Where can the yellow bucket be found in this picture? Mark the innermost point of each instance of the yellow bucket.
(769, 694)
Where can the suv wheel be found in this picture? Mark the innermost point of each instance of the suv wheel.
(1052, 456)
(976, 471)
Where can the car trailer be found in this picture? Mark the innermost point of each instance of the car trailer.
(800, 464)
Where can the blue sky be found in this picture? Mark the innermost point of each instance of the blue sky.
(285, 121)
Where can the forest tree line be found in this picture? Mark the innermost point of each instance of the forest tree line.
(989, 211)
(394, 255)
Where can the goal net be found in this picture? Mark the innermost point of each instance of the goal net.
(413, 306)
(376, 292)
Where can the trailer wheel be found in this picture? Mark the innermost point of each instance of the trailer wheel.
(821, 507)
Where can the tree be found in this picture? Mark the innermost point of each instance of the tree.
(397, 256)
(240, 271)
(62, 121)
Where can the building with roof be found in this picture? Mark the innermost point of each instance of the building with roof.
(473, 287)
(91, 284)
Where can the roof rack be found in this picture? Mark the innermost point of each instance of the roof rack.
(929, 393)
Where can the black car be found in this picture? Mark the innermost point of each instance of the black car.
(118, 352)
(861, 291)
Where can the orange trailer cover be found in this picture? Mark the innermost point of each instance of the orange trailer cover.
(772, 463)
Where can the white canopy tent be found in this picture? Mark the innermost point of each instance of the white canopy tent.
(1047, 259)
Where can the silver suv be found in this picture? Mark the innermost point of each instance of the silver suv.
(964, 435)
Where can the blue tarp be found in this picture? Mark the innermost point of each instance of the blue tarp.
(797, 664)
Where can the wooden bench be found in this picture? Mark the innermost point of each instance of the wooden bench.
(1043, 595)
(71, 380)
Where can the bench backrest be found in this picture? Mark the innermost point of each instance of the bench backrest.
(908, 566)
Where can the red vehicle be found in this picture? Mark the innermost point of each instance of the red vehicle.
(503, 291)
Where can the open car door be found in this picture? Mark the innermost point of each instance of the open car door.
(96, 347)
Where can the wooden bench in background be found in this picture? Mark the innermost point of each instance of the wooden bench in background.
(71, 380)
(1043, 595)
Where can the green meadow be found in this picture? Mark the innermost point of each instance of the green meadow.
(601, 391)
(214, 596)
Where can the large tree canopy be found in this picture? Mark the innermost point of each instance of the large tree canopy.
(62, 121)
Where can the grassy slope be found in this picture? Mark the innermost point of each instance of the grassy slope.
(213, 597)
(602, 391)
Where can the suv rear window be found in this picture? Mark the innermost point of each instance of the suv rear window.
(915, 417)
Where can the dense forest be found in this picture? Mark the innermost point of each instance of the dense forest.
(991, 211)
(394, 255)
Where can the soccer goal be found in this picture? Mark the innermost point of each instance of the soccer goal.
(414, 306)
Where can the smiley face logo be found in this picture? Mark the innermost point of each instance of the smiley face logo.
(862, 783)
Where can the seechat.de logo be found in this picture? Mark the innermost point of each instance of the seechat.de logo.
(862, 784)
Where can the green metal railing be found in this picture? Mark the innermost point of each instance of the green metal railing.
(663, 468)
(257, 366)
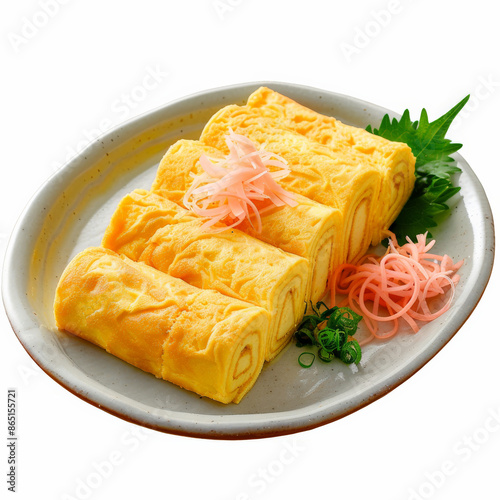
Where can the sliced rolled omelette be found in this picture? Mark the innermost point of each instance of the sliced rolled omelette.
(316, 172)
(201, 340)
(394, 159)
(307, 230)
(149, 228)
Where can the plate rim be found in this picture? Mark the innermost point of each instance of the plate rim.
(217, 431)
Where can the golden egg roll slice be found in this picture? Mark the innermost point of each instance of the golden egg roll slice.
(394, 159)
(201, 340)
(316, 171)
(307, 230)
(149, 228)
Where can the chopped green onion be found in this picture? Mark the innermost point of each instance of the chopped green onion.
(306, 355)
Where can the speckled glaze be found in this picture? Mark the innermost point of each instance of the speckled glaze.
(71, 211)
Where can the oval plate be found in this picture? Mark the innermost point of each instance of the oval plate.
(71, 211)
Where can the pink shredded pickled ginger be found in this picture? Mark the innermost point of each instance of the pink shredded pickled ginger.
(239, 186)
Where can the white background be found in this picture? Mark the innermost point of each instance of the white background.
(65, 75)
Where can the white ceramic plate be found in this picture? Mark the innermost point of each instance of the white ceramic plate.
(70, 213)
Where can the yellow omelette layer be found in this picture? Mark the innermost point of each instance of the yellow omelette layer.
(149, 228)
(307, 230)
(201, 340)
(316, 172)
(394, 160)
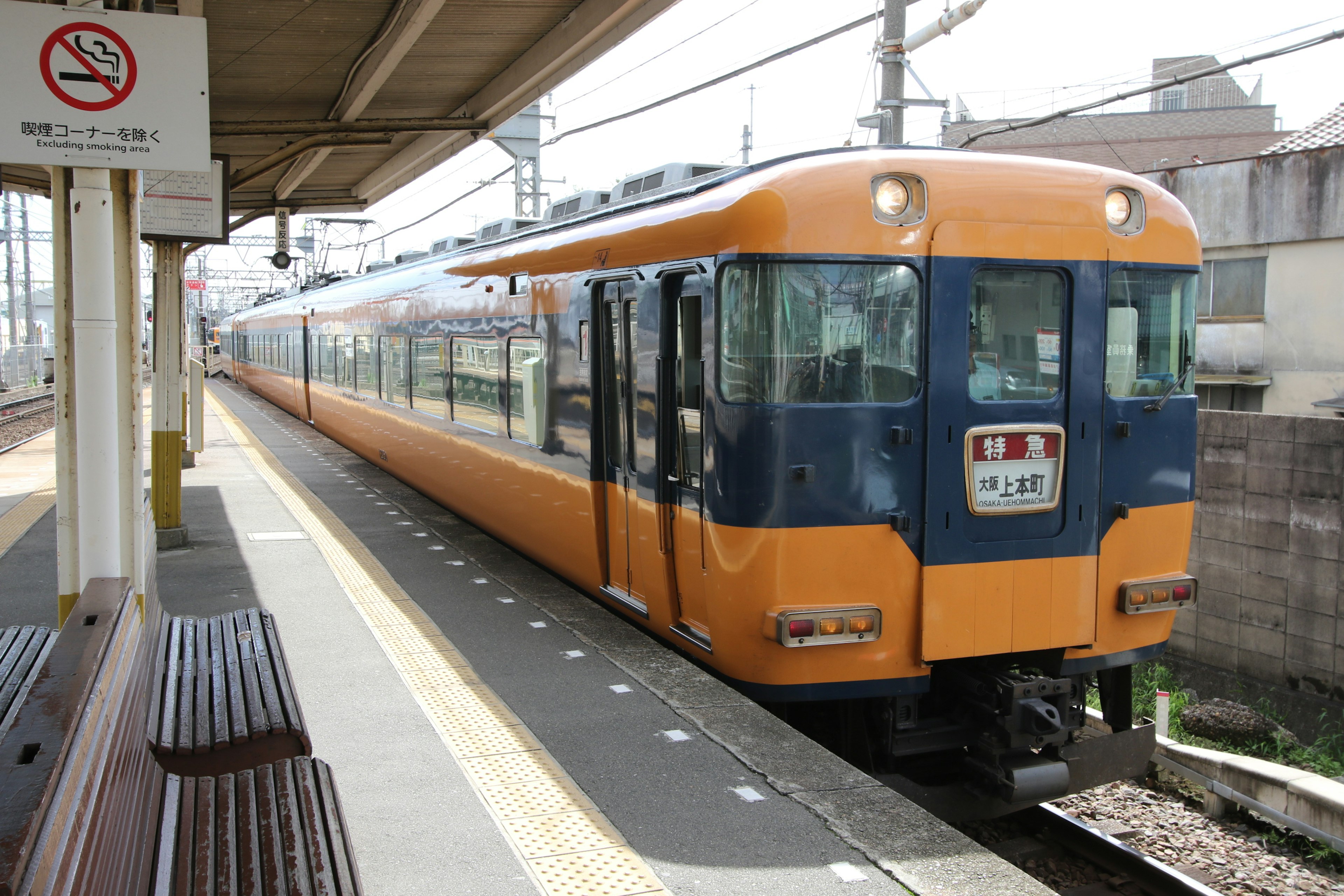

_What the task requires_: Output everything in the records exactly, leaving pictures out.

_Solution for this problem_:
Where can the yellow bucket be found in this picture? Mark the innermost point of each instance of the yellow bucket.
(769, 694)
Where can the suv wheel be found in this picture? Mark the innermost point of each instance of the suv wheel.
(1052, 456)
(976, 471)
Where can the car trailer be found in this picture? Mark the innermost point of each instance of the car trailer.
(800, 464)
Where can the blue sky be found in this picture? Mark the innermost point of each instance of the blue sky.
(285, 121)
Where can the forest tree line be found in this picture? Mark the innermost point of each instance of the forest tree line.
(989, 211)
(394, 255)
Where can the goal net be found in this picture? Mark the innermost point of each instance of the goal net.
(413, 306)
(376, 292)
Where can the trailer wheel be found in this picture? Mark the innermost point of each instance of the trailer wheel.
(821, 507)
Where can the tree be found in this picture? Mark the innermost point of each instance of the tree.
(397, 256)
(240, 271)
(62, 121)
Where can the building with roof be found in this picture? Mark the innermost point of each instance of the building with roof.
(473, 287)
(91, 284)
Where can the roof rack be found in this picture? Mark the innermost point of each instance of the roof rack.
(929, 393)
Where can the black car be found in this picture? Mark the innermost point of each instance of the black car.
(118, 352)
(861, 291)
Where can the orange trailer cover be found in this picture? Mark the innermost point of each instance of the orange trailer cover.
(772, 463)
Where can the white canopy tent be found in this picture? Mark the innermost point of each instance of the white canopy tent.
(1047, 259)
Where can the silver suv be found in this picture? Mark the innermost point of each instance of the silver suv.
(964, 435)
Where can the blue tarp be found in this picture? Mark the innermost point of each instance of the blue tarp.
(797, 664)
Where can the wooden bench be found in this picture? Mark the innermost point of each instance of the wooden bench.
(1043, 595)
(71, 380)
Where can the bench backrest be found in this picture? Mark the innermost point of each instance of the bench backrest.
(908, 566)
Where can the red vehicle be found in this picture? Mark the innermost point of each instance of the red vehicle.
(503, 291)
Where can the open car door be found in this picture? Mark the innermost point of each instance of the open car door.
(96, 347)
Where can the wooden bench in background be found in this picture? Mark the innermost point of each instance of the wooden bench in background.
(71, 380)
(1043, 595)
Where can the green meadow be found in this picture? Mark the innermost point of each instance of the green meadow.
(601, 391)
(214, 596)
Where can the large tree canopy be found in this picture? Mark the innermost point of each instance of the large tree canopy.
(62, 121)
Where can the grassy slope be found in this picture? Mark the innermost point of each instance of the grassy slope.
(213, 597)
(602, 391)
Where can the suv rear window be found in this picture? Mark the innermost point of each instance of the suv rear window.
(915, 417)
Where can the dense forest be found in this picture? Mark the innermost point of each instance of the dense forest.
(991, 211)
(394, 255)
Where can the soccer goal be found in this picture? Mark the innermost point of each instance of the soccer goal.
(414, 306)
Where can the smiley face logo be found in this picture? Mark the innermost point of each instance of the smiley face logo.
(862, 783)
Where can the seechat.de logo be found in this picture? Mark the innermost point of each instance of the seechat.de logo.
(862, 784)
Where can the green metal railing be found in this picture? Mark the innermost point of each instance of the green metal railing.
(663, 468)
(257, 366)
Where can the sliced rolled omelette be found in this picture? Mark the innermost point of each instance of the sliced rolled omelette.
(316, 172)
(201, 340)
(394, 159)
(307, 230)
(149, 228)
Where can the plate rim be found in this picture? Mark the innermost point of each instance of the plate rim.
(217, 431)
Where can the golden egg roll slice be found in this picture? Mark the innermost point of each instance of the golden egg roll slice.
(394, 159)
(201, 340)
(316, 171)
(307, 230)
(149, 228)
Where can the chopped green onion be found in this picture? Mark the innermost point of each instance of the chopped green onion.
(306, 355)
Where can the speckled glaze be found in this picture? Mark the innermost point of each instance of the speckled glaze.
(71, 211)
Where can the oval plate be found in this picture? Mark the innermost point of each instance of the oval plate.
(71, 211)
Where can the pink shredded pickled ginger be found in this picture? Mark the innermost point of each instance of the pink shredded pickled ginger.
(239, 186)
Where can the white background be found in this picture? Mark the innermost point of each instance of the white background.
(65, 75)
Where can the white ceramic plate be found in this picture? Mark the innermost point of each instance of the white ceramic plate.
(70, 213)
Where can the yellow omelette layer be found in this picture? Mark the innermost point of each instance of the yellow omelette layer.
(149, 228)
(307, 230)
(201, 340)
(316, 172)
(394, 160)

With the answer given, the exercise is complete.